» **Given request A**: Reproduce the passage of the Pax Exam issue report below, starting at "We relatively regularly" and ending at "at sun.rmi.registry.RegistryImpl.lookup(RegistryImpl.java:227)".

***** Text provided

[ODLPARENT-143] Pax Exam NotBoundException failures Created: 27/Feb/18  Updated: 06/Sep/21  Resolved: 06/Sep/21

Status: Resolved
Project: odlparent
Component/s: SFT
Affects Version/s: None
Fix Version/s: None

Type: Bug Priority: Medium
Reporter: Michael Vorburger Assignee: Unassigned
Resolution: Cannot Reproduce Votes: 0
Labels: None
Remaining Estimate: Not Specified
Time Spent: Not Specified
Original Estimate: Not Specified


 Description   

This technically isn't an "odlparent bug", but I don't know what other JIRA project to put this into, but believe it is useful to have an issue to discuss this problem, note findings, link possible future external issues, and perhaps one fine day in a far far away future upgrade Pax Exam under.

We relatively regularly hit this kind of problem from Pax Exam ITs (rare, just because we actually have very few real IT) or the org.opendaylight.odlparent.featuretest.SingleFeatureTest (AKA the SFT; that hits it reasonably frequently, but just because we have lots of them that run implicitly and automatically for each odl-* feature in all ODL sub-projects) :

java.rmi.NotBoundException: 8c248bd1-bb85-4fbe-a552-f46e7c70ee25
	at sun.rmi.registry.RegistryImpl.lookup(RegistryImpl.java:227)
	at sun.rmi.registry.RegistryImpl_Skel.dispatch(RegistryImpl_Skel.java:115)
	at sun.rmi.server.UnicastServerRef.oldDispatch(UnicastServerRef.java:472)
	at sun.rmi.server.UnicastServerRef.dispatch(UnicastServerRef.java:299)

**********
***** Input rows

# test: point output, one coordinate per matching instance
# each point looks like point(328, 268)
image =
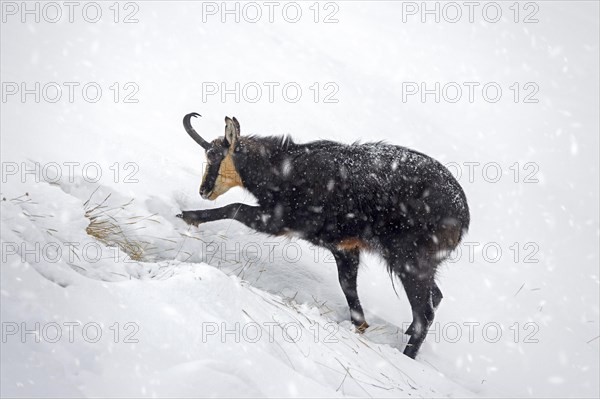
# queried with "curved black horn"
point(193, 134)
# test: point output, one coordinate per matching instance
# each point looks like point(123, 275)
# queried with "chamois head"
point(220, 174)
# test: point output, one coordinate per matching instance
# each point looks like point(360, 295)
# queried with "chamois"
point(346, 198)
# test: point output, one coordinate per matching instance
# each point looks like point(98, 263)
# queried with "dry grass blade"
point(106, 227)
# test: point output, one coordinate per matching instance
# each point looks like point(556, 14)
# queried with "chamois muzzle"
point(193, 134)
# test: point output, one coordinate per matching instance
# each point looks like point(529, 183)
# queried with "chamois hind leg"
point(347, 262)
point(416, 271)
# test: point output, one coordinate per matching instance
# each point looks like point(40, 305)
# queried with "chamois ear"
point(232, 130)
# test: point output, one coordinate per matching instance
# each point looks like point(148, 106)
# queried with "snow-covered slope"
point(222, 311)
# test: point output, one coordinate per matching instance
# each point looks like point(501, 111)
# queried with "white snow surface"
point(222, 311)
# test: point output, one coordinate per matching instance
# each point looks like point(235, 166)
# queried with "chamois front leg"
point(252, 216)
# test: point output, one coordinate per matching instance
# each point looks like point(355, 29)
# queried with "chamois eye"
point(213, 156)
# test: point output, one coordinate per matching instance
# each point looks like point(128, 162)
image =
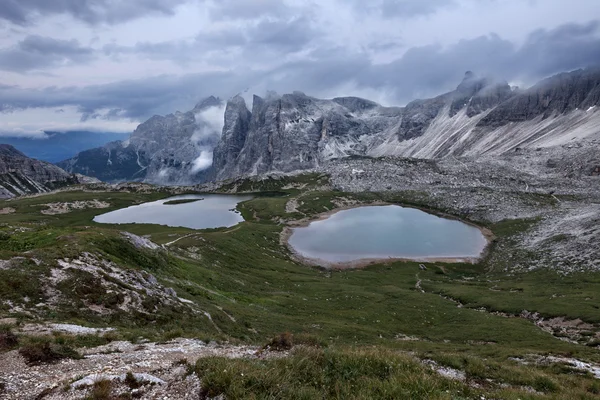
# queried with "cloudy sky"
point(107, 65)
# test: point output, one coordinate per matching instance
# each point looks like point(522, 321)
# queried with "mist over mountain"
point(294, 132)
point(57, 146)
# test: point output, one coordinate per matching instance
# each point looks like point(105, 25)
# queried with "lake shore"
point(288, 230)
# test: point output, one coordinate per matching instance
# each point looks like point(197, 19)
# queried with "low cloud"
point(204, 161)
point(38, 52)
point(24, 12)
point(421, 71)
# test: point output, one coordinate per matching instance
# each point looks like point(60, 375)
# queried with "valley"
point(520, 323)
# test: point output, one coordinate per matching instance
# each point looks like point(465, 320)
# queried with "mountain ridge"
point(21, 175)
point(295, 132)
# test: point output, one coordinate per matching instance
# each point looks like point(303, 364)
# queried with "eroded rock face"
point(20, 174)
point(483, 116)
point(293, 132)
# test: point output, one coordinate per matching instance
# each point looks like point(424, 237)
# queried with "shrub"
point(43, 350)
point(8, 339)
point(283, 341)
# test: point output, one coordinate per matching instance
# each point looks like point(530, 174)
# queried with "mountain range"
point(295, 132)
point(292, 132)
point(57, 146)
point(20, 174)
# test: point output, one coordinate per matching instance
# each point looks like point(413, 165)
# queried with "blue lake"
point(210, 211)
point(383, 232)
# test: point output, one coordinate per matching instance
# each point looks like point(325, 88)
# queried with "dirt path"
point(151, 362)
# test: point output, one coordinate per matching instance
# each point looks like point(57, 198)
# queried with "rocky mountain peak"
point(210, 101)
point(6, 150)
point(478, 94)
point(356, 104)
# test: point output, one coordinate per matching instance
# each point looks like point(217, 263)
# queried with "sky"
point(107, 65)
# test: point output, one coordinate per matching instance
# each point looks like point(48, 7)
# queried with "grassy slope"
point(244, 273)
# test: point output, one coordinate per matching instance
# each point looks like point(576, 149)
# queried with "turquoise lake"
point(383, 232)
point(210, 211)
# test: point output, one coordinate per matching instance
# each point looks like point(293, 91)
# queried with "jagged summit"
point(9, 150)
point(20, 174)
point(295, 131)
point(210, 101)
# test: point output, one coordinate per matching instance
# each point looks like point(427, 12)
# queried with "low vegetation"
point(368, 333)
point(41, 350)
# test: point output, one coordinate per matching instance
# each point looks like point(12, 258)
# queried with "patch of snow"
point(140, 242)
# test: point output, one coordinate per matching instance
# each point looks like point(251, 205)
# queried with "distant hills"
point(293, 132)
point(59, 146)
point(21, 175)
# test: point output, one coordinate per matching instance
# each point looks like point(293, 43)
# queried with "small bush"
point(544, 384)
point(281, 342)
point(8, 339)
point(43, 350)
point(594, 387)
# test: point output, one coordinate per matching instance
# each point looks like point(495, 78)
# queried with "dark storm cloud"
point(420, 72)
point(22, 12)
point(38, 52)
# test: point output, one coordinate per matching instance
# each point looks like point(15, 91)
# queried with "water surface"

**********

» **Given request B**: Gather every line of the rows above that contains the string "snow", matching case.

» **Expected answer A**:
We relatively regularly hit this kind of problem from Pax Exam ITs (rare, just because we actually have very few real IT) or the org.opendaylight.odlparent.featuretest.SingleFeatureTest (AKA the SFT; that hits it reasonably frequently, but just because we have lots of them that run implicitly and automatically for each odl-* feature in all ODL sub-projects) :

java.rmi.NotBoundException: 8c248bd1-bb85-4fbe-a552-f46e7c70ee25
	at sun.rmi.registry.RegistryImpl.lookup(RegistryImpl.java:227)

» **Expected answer B**:
# queried with "snow-covered slope"
# queried with "white snow surface"
# queried with "patch of snow"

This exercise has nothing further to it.